Passage for review:
========================================

Hello
@BigBowBoi, our focus is to be on Jesus and on our future life with Him, not on the things of this world .. e.g.
Psalm 37:4; Matthew 6:33; Romans 12:2; 1 John 2:15-16.
There are many "worldly" things that are not sinful, and therefore not forbidden, in and of themselves, but whenever they begin to distract us/cause us to take our eyes off of Him, as well then off of seeking His Kingdom and His righteousness
(before and above all else) then we need to turn away from them and back towards Him.
The Lord does this for all of us who are His, because He knows how distracting and dangerous the slavish love that we all have for the things of this world can be for us, so He uses the fittest means possible to draw our attention away from the things of this world and back to where it needs to be, on Him and on the eternity to come with Him.
Here's part 1
(of 6) from a section of
Institutes of the Christian Religion that has many interesting thoughts to consider
(and should prove to be useful to you). If you'd like to read more on the subject, just let me know and I'll post the other 5 sections too
(I've found that Calvin's full meaning is often missed and/or misunderstood from a partial reading of his thoughts on a matter, just FYI).

========================================

Information given:
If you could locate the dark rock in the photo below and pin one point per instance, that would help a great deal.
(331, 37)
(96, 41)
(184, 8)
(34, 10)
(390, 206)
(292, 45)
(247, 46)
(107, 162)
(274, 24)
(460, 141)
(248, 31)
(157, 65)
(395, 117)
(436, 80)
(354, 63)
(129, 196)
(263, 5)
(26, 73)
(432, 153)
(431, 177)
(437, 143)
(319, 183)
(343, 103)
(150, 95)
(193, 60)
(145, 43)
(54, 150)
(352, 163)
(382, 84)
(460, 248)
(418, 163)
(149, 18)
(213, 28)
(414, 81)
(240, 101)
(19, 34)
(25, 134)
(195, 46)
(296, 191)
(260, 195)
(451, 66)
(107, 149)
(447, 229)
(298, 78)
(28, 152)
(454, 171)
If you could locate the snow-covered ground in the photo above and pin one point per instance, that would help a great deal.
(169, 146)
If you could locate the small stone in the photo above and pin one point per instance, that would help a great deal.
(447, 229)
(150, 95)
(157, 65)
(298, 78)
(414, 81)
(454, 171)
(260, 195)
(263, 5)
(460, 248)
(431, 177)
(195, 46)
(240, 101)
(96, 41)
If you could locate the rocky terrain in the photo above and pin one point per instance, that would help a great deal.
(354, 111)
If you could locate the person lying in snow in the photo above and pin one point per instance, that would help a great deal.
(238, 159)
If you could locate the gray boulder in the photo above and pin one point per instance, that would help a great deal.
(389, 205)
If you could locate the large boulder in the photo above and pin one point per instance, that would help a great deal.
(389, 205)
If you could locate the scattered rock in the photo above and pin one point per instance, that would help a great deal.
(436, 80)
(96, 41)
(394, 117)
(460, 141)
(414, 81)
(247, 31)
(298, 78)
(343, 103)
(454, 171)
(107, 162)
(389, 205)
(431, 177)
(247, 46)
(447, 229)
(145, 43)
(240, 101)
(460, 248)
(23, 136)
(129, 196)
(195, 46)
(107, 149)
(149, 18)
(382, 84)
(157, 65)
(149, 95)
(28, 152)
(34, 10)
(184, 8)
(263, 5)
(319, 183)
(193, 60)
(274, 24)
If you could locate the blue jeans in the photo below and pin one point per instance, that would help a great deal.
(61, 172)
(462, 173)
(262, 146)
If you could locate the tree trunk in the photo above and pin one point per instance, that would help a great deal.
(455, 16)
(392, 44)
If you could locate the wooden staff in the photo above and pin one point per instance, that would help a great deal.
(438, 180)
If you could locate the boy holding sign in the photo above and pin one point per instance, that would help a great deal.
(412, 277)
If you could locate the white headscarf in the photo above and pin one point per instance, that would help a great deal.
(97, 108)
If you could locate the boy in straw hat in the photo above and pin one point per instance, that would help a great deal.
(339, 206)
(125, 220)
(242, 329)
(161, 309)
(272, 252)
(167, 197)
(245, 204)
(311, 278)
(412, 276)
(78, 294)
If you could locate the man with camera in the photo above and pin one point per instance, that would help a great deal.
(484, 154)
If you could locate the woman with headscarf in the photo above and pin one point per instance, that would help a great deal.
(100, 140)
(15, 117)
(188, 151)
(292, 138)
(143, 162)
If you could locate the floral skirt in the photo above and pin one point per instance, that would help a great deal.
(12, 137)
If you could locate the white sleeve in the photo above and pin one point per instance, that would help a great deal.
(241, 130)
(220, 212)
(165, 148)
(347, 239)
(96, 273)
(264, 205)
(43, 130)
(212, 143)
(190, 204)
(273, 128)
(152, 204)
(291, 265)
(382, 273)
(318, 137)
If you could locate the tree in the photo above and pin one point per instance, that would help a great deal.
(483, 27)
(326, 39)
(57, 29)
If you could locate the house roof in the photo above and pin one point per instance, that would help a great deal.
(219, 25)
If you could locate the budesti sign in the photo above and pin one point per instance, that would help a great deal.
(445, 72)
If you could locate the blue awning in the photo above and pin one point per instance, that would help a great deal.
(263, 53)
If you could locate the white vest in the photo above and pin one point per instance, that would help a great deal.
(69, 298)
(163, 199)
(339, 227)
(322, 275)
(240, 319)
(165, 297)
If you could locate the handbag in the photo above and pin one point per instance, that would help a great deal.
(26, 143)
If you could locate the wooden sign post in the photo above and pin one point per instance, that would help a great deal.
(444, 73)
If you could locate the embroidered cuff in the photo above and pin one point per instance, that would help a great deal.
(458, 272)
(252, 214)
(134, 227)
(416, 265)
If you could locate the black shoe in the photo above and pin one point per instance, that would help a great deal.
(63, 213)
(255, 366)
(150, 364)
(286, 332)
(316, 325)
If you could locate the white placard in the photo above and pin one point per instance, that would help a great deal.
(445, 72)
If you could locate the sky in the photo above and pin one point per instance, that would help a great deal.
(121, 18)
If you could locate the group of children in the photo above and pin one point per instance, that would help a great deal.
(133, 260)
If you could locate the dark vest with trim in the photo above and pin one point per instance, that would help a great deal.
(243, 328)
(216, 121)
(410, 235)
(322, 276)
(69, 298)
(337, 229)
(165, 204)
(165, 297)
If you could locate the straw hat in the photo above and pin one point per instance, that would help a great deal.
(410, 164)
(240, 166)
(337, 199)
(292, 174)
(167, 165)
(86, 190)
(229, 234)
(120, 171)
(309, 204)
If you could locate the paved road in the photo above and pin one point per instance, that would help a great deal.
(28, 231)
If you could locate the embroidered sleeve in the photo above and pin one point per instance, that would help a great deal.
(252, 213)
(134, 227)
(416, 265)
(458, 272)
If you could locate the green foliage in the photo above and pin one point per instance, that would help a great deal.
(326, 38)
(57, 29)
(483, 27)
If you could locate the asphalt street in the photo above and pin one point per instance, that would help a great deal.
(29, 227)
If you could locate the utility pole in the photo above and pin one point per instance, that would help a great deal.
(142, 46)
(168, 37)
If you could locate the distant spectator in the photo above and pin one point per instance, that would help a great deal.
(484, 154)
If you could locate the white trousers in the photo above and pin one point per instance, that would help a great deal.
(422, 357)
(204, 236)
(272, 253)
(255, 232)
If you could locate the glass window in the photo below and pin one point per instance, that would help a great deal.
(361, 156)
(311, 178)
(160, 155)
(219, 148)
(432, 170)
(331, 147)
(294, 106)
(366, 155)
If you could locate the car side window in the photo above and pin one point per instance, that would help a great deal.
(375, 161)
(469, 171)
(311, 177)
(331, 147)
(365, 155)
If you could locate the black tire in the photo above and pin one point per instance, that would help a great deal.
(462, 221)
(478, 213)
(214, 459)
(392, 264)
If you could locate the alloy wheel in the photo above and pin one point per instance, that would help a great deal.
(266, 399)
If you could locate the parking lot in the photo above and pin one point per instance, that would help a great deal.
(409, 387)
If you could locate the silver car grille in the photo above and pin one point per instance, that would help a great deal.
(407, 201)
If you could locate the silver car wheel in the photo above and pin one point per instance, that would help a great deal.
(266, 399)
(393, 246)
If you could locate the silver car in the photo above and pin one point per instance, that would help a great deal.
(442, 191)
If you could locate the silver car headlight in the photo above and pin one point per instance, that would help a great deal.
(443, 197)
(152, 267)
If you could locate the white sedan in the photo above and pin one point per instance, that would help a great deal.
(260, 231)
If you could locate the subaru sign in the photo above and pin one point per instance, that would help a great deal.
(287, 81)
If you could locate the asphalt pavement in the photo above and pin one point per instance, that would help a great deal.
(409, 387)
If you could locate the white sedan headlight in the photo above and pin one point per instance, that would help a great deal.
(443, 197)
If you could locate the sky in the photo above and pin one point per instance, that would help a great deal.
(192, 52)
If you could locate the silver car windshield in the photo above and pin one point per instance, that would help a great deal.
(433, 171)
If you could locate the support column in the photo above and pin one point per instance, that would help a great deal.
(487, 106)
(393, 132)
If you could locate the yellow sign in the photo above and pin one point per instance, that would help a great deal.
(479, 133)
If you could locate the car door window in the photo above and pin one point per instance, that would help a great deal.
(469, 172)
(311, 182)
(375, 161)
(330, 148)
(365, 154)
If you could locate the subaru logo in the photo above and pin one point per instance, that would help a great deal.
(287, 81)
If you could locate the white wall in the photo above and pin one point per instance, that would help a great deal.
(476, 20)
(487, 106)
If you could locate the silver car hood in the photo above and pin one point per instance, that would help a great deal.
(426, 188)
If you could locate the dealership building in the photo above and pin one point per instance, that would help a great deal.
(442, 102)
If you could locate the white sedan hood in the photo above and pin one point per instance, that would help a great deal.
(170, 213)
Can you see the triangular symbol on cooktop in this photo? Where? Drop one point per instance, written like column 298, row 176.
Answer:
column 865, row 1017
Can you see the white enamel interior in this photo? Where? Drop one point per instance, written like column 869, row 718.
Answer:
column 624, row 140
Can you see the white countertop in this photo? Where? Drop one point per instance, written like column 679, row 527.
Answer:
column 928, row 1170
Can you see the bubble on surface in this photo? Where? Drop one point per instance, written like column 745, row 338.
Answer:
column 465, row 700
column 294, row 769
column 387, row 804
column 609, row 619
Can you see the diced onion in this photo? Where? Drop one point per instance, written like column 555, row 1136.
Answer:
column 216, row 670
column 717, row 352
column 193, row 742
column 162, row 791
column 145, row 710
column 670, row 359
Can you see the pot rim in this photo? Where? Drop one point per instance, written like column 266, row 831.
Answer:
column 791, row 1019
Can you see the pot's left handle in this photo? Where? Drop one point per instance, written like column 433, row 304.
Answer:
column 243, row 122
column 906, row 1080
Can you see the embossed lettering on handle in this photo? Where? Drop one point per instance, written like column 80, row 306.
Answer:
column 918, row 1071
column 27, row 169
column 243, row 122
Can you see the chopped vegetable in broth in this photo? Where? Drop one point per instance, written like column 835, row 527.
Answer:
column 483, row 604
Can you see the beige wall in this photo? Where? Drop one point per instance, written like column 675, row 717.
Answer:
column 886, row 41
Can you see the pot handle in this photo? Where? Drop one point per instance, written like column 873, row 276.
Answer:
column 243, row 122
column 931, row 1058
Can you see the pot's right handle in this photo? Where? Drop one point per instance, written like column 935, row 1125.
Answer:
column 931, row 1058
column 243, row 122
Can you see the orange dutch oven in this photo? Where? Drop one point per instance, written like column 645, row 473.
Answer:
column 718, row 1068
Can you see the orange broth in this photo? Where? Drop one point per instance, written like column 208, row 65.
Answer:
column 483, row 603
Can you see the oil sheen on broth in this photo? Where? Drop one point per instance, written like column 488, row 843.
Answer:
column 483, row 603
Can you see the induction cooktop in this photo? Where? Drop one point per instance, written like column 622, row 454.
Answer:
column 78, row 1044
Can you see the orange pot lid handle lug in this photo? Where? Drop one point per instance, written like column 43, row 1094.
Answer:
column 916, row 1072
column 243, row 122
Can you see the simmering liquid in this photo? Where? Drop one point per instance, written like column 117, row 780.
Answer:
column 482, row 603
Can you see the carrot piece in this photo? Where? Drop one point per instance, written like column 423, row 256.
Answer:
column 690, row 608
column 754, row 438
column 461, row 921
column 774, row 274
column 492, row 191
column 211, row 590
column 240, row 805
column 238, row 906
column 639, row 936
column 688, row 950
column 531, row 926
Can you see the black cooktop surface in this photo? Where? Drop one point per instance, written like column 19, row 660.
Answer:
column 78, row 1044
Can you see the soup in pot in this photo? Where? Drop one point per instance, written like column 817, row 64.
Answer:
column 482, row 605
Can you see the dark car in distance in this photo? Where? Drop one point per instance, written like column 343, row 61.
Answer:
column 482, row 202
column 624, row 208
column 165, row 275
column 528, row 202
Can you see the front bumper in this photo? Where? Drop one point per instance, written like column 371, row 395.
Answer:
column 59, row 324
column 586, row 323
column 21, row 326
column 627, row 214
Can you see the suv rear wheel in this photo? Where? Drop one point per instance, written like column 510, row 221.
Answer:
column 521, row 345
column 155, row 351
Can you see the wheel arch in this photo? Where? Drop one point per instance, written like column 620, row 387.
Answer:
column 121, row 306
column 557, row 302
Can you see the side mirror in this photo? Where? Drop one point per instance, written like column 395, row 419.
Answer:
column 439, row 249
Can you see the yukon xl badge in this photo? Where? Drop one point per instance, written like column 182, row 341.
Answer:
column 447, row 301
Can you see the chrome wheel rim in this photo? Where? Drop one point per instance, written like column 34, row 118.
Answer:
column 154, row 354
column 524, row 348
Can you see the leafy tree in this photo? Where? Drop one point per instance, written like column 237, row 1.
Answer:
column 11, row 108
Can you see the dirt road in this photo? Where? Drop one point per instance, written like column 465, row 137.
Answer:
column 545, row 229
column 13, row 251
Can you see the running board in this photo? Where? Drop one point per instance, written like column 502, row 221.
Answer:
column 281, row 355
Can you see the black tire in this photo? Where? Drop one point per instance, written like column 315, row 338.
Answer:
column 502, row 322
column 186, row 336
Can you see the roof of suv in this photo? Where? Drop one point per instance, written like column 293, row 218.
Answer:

========================================

Try it: In the post above about turning from worldly things back to Jesus, copy word for word the passage starting with "There are many" and going on through "back towards Him.".

Written response:
There are many "worldly" things that are not sinful, and therefore not forbidden, in and of themselves, but whenever they begin to distract us/cause us to take our eyes off of Him, as well then off of seeking His Kingdom and His righteousness
(before and above all else) then we need to turn away from them and back towards Him.